Put the following lines into a numbered list, leaving out any blank lines.

### TASK MATERIAL:
----------------

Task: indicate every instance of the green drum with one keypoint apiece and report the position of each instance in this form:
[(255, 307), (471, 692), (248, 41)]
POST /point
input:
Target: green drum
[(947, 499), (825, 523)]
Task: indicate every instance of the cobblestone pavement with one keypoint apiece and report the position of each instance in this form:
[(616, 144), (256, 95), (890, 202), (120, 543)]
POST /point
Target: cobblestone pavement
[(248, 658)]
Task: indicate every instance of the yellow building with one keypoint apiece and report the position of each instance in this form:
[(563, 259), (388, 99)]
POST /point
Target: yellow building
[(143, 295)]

----------------

### RESULT OF THE TASK:
1. Task: indicate every instance of the green drum with one keypoint apiece and report the position of each instance in this form:
2. [(255, 307), (471, 692), (248, 41)]
3. POST /point
4. input:
5. Target: green drum
6. [(947, 499), (825, 523)]
7. Task: indicate every instance of the cobblestone pavement with one keypoint apiece and report the position of each instance in this form:
8. [(616, 144), (256, 95), (890, 202), (120, 543)]
9. POST /point
10. Target: cobblestone pavement
11. [(248, 658)]
12. Task: indicate every instance of the yellow building with one keypoint apiece and report the position of each instance in this form:
13. [(563, 259), (388, 99)]
14. POST /point
15. Target: yellow building
16. [(143, 295)]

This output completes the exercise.